● What to work on:
Of the entries below, restate word for word only the section that runs from the line with "Query: white aspen trunk" to the line with "For each instance of the rocky", counting both ends.
::::
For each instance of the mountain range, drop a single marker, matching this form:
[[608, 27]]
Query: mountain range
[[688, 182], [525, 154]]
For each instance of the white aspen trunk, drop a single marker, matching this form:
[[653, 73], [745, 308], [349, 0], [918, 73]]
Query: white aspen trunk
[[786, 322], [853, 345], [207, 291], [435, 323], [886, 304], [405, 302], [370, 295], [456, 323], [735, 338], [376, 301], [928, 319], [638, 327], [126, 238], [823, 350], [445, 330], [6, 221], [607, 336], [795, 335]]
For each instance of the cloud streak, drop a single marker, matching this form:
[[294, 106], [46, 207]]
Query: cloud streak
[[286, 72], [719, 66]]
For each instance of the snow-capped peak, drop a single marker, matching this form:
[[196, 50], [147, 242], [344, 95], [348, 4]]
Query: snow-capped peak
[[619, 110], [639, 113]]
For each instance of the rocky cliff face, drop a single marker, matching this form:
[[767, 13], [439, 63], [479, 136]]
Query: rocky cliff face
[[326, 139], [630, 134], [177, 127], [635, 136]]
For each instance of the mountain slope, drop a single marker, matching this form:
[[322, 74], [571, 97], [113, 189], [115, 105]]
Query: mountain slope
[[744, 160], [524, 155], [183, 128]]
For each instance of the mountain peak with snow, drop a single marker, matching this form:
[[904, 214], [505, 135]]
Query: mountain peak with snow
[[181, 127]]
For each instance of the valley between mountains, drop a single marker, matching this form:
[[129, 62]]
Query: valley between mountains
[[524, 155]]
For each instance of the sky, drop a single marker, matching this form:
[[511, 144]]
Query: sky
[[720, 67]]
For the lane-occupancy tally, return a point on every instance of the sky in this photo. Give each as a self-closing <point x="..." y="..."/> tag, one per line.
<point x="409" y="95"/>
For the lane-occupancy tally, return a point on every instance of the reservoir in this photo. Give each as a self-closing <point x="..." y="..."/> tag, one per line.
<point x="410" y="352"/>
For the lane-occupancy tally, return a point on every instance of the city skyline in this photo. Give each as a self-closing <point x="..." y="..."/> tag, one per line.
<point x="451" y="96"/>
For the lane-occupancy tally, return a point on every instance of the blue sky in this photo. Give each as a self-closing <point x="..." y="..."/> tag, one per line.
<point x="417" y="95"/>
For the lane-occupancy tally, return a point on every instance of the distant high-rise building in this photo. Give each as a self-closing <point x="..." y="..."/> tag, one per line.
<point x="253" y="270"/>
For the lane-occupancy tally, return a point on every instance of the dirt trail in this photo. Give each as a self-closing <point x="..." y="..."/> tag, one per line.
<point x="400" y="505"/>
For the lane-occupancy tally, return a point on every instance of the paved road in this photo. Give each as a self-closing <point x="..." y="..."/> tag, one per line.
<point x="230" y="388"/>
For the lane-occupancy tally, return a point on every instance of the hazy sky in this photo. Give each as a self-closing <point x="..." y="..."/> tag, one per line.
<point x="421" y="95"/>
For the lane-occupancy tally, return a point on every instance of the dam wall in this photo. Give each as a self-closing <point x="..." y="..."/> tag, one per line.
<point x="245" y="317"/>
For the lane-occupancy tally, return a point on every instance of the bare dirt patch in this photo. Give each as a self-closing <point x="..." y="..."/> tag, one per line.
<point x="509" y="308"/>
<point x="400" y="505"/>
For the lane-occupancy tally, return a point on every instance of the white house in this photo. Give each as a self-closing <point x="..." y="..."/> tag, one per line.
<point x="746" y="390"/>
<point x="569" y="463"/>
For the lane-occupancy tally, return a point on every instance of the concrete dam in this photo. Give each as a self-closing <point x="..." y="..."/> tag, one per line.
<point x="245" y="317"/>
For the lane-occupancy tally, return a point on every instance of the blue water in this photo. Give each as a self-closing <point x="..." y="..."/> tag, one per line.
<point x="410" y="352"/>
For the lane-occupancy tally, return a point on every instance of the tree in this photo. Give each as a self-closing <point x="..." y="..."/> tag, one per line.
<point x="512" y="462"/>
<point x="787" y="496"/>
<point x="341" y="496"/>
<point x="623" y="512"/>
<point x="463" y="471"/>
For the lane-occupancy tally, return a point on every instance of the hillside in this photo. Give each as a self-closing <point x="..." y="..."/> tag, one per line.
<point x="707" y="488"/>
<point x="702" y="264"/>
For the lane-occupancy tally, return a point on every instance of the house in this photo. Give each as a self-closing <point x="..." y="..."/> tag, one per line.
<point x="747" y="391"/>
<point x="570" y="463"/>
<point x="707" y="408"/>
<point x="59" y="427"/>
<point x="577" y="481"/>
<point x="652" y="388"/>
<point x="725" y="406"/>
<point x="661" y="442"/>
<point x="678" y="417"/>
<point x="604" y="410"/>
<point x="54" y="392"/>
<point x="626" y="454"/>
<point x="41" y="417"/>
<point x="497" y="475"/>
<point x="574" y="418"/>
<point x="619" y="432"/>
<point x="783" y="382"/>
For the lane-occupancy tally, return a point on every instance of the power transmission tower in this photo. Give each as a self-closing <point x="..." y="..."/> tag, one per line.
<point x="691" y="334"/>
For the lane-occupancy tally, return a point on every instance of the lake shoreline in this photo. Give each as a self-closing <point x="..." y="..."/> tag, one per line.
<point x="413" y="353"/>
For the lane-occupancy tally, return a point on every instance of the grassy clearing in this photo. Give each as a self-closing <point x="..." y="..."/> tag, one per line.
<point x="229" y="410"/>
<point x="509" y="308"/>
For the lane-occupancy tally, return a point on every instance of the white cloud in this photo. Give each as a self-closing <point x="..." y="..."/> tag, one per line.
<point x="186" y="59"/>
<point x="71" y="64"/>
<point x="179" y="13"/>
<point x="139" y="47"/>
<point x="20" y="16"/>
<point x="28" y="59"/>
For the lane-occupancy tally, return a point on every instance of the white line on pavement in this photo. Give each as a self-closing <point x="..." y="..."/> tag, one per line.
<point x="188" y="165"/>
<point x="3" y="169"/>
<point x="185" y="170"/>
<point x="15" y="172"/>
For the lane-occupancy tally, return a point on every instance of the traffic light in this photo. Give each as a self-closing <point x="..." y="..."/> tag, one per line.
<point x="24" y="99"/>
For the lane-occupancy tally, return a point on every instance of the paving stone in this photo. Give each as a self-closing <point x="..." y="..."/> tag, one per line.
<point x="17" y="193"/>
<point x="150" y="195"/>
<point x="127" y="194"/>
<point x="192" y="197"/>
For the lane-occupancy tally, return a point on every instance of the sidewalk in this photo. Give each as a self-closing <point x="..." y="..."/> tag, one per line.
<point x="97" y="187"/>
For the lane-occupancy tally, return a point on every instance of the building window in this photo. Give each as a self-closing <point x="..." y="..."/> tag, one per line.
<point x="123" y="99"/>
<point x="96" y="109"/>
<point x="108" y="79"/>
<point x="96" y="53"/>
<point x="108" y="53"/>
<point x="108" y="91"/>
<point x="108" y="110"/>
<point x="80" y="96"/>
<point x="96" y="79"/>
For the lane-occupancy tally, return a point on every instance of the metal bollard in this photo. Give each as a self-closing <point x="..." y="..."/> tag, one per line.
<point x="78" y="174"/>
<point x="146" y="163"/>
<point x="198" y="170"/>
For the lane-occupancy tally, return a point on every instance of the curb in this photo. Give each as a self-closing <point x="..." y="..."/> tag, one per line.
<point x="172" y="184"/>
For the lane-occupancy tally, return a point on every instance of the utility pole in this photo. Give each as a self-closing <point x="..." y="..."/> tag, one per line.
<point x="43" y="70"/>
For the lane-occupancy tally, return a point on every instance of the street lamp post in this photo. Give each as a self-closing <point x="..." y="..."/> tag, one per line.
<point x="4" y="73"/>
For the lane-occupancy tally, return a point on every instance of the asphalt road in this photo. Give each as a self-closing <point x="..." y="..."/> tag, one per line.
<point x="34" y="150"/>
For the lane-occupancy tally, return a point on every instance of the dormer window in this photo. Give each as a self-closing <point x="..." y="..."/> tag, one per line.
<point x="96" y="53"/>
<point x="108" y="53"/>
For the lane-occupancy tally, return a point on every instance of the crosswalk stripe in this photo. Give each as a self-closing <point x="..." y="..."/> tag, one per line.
::::
● Reply:
Query: white aspen trunk
[[786, 322], [853, 345], [207, 291], [435, 323], [886, 304], [405, 302], [370, 295], [456, 323], [735, 338], [376, 301], [928, 319], [638, 327], [126, 238], [823, 350], [445, 330], [6, 221], [607, 336], [795, 335]]
For each instance of the cloud streak, drop a single marker, matching this form:
[[294, 106], [46, 207]]
Query: cloud streak
[[286, 72], [719, 66]]
For each instance of the snow-capped peak, drop a single marker, matching this form:
[[196, 50], [147, 242], [344, 95], [348, 4]]
Query: snow-capped peak
[[619, 110], [639, 113]]
For each instance of the rocky cliff face, drop a single marker, matching this form:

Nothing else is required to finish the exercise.